(RECORDS FOR THE EXERCISE Opens)

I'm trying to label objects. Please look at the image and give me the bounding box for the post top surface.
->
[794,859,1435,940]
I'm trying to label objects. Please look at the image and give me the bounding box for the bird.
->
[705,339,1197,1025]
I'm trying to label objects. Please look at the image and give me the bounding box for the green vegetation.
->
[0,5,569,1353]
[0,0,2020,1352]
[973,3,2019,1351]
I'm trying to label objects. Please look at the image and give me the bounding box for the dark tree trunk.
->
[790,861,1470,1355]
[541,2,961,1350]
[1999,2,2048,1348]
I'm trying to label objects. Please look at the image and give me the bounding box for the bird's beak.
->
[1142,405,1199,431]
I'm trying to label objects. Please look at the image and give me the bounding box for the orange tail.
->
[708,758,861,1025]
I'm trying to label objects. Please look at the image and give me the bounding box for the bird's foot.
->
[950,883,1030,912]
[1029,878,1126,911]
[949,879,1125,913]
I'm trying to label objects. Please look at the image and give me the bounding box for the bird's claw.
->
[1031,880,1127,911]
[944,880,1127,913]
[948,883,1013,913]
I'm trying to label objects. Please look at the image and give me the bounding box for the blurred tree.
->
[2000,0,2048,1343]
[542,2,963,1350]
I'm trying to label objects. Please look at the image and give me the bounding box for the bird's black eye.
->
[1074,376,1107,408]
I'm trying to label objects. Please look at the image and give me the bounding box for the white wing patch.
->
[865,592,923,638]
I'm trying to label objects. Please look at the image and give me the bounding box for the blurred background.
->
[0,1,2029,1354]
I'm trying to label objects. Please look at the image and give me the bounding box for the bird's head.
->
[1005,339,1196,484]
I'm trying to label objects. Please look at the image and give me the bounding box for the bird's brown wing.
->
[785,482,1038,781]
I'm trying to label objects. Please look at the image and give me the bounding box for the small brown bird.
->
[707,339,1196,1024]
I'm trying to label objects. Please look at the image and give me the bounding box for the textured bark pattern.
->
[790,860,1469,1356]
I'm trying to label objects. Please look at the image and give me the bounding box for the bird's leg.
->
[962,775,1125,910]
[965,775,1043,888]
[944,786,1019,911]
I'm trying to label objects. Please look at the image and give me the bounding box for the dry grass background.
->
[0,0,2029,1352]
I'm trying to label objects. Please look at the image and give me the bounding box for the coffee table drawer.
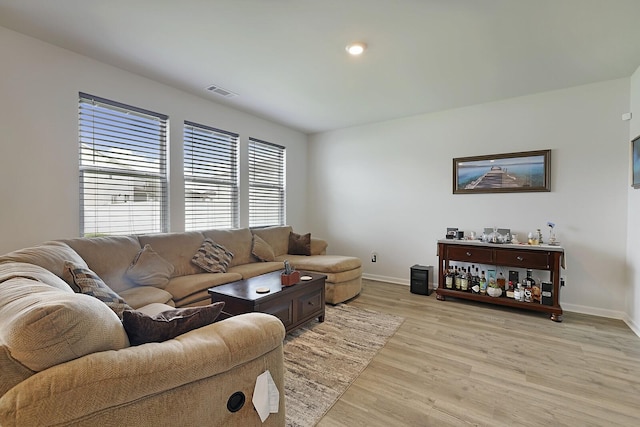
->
[298,289,323,319]
[259,299,293,328]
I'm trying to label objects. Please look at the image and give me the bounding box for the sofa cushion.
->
[119,286,175,309]
[0,241,87,278]
[227,262,283,280]
[192,239,234,273]
[0,261,74,292]
[275,254,362,273]
[126,244,175,289]
[310,237,328,255]
[0,276,129,373]
[288,232,311,256]
[165,272,242,302]
[61,235,142,294]
[202,228,254,267]
[251,226,293,257]
[122,302,225,346]
[251,234,275,262]
[63,261,133,320]
[138,231,206,277]
[135,302,176,317]
[0,337,35,398]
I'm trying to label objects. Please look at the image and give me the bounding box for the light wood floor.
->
[318,279,640,427]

(RECORDS FOR THE EXERCISE Closes)

• WORK REQUIRED: Filter the entries above and return only the lines holding "tree".

• SOLUTION BELOW:
I'm trying to label objects. Please look at the image and give me the bounding box for the dark tree trunk.
I'm trying to label objects. Please look at the image and give me the bounding box for the blurred tree.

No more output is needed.